[Region pointing data]
+ + + + + + +
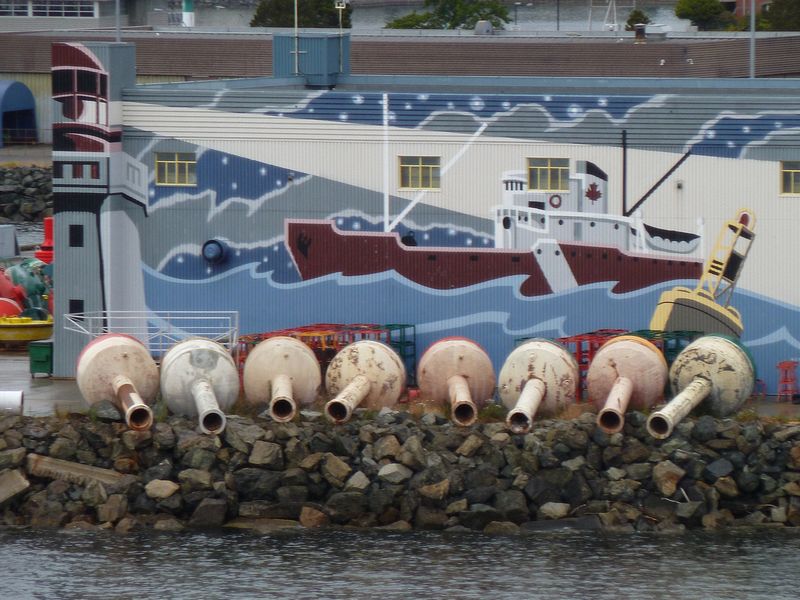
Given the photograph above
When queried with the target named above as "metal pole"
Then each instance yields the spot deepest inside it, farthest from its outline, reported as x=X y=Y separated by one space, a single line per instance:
x=296 y=42
x=752 y=39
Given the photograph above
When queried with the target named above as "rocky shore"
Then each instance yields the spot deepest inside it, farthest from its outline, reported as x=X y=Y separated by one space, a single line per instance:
x=395 y=472
x=26 y=193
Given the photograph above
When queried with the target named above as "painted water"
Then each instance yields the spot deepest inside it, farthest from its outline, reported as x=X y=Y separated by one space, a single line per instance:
x=563 y=15
x=741 y=563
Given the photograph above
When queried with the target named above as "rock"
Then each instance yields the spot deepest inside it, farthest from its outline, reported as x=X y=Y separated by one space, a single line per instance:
x=470 y=446
x=63 y=448
x=478 y=516
x=512 y=505
x=113 y=509
x=386 y=447
x=705 y=429
x=401 y=526
x=267 y=454
x=158 y=489
x=358 y=482
x=194 y=479
x=345 y=506
x=553 y=510
x=168 y=523
x=395 y=473
x=335 y=470
x=94 y=494
x=666 y=476
x=209 y=513
x=719 y=468
x=501 y=528
x=256 y=484
x=435 y=491
x=11 y=459
x=312 y=518
x=430 y=518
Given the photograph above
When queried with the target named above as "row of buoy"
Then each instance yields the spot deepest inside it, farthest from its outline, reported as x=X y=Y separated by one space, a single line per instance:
x=199 y=379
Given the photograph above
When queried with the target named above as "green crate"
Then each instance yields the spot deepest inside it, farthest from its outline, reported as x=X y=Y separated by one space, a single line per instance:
x=40 y=354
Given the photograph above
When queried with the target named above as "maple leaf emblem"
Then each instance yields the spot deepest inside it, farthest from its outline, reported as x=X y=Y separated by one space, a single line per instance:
x=593 y=192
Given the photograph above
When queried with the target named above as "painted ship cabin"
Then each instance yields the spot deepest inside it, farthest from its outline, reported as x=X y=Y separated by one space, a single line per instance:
x=494 y=208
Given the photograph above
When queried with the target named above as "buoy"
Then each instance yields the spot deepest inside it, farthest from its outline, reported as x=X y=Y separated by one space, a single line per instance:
x=626 y=372
x=458 y=371
x=199 y=379
x=538 y=377
x=281 y=371
x=118 y=368
x=714 y=370
x=367 y=372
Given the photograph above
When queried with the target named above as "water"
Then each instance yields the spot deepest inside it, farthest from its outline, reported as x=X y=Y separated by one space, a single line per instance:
x=751 y=564
x=566 y=15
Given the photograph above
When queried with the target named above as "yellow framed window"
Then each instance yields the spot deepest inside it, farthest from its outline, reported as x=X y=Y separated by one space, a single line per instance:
x=790 y=177
x=176 y=168
x=420 y=172
x=548 y=174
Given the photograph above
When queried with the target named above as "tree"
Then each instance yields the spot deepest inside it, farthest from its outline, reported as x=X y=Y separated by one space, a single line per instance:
x=636 y=16
x=782 y=15
x=453 y=14
x=310 y=13
x=706 y=14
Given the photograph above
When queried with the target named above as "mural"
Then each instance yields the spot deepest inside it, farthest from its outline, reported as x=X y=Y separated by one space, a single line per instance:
x=291 y=220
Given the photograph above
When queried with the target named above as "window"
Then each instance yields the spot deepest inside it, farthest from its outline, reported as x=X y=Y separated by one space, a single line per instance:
x=64 y=8
x=175 y=168
x=15 y=8
x=420 y=172
x=548 y=174
x=790 y=177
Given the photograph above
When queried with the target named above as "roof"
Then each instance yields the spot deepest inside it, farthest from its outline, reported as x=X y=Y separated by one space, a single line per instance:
x=249 y=54
x=15 y=96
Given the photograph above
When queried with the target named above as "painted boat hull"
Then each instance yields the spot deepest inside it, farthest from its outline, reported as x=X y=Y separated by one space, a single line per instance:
x=682 y=309
x=318 y=249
+ + + + + + +
*Exercise requirements*.
Hand back all the entries exactly, leaving out the pictures.

*Answer area*.
Given the photograph above
When queried with the target named above as "metal pole"
Then each instance yields the spot deepest inside it, farthest from its outline, reported as x=X y=Y separated by one space, a single line per instance:
x=296 y=42
x=752 y=39
Given the photograph above
When queried with the target named above as "rocky shore"
Then each instance yields the spot deepest inside it, farthest from its outline, reported as x=X y=Y separated by one space, a single line per instance:
x=395 y=472
x=26 y=193
Given the photograph above
When queried with the target named above as "painted water"
Then each instance yields the spot deepest inside it, farthest from its outline, reported as x=X y=Y separated by one space, a single line per instance:
x=563 y=15
x=741 y=563
Given the photograph above
When queried with the target named above as "rock"
Then each instance yields the spot deepest inside it, farthest from its outline, reported as x=X y=Y separated by one space, a single line per instance:
x=470 y=446
x=63 y=448
x=478 y=516
x=512 y=505
x=113 y=509
x=386 y=447
x=705 y=429
x=401 y=526
x=267 y=454
x=158 y=489
x=358 y=482
x=194 y=479
x=345 y=506
x=553 y=510
x=168 y=523
x=395 y=473
x=335 y=470
x=94 y=494
x=666 y=476
x=209 y=513
x=719 y=468
x=501 y=528
x=256 y=484
x=435 y=491
x=11 y=459
x=312 y=518
x=430 y=518
Given the photograph above
When queried with the target named above as "row of buoy"
Then each instance yields the spot deepest inside it, farthest from its outline, reported as x=X y=Y separated by one space, a single line per instance:
x=199 y=379
Given the photograph above
When queried with the target named above as "green crate"
Then each instance yields the spot deepest inside it, farthest from its outline, reported as x=X y=Y separated by one space, a single line per instance:
x=40 y=354
Given the photograph above
When queried with the target named above as "maple leaf emblem"
Then each instance yields the spot deepest inside it, farthest from its outline, reported as x=X y=Y separated by one space, a single line per instance:
x=593 y=192
Given the photograph above
When queried with the target named above as "painted ship cabin"
Then each instance yields the spot deepest inside it, farthest from its outline, reported as x=X y=Y separated by one space, a single line per instance:
x=494 y=208
Given the photograph above
When queried with the target named above as "buoy"
Then each instance yields the spot deepest inside it, farthest from its outline, reported as x=X y=Y separated by one space, a single line per instance:
x=626 y=372
x=458 y=371
x=199 y=379
x=538 y=377
x=281 y=371
x=118 y=368
x=714 y=370
x=367 y=372
Given the photograph above
When queried with the target named above as "water"
Then each instance yields the spot deepest inside it, farthest from its outline, reported as x=X y=Y separated by one space, a single line per instance:
x=751 y=564
x=566 y=15
Given the photograph above
When queried with the target named above as "yellow framed window"
Then each instance yields the spot deepest inside it, farthest from its outline, reported as x=X y=Y separated by one space, a single line per instance:
x=790 y=177
x=176 y=168
x=420 y=172
x=548 y=174
Given the photograph above
When queried with the target named above as "tree"
Then each instance yields the spot deepest inside it, farthest from its outline, reported as x=X y=Y separated by one space, a single line per instance:
x=636 y=16
x=782 y=15
x=453 y=14
x=310 y=13
x=706 y=14
Given the photograph above
When queried with the target named above as "mural"
Then each instance yields the spot deepest inside it, farthest from its outline, reported as x=X y=Y separated by one space, a single line per instance:
x=291 y=220
Given the photograph above
When queried with the target named above as "window"
Then each instance yields the spot deepest inside it, farthest from its outline, reported as x=X y=Y separated by one space, a single line per instance:
x=64 y=8
x=175 y=168
x=15 y=8
x=420 y=172
x=548 y=174
x=790 y=177
Given the photograph above
When queried with the target named above as "roof"
Then each instance yields the spot deepest inside it, farthest from its outline, reported as x=X y=Y separated by one space, a single line per instance:
x=249 y=54
x=15 y=96
Given the photograph above
When queried with the target named above as "painted boat hull"
Then each instance yields the spot deepest inside it, farthest from its outline, reported as x=X y=Y separated by one space, a single line per instance:
x=682 y=309
x=318 y=249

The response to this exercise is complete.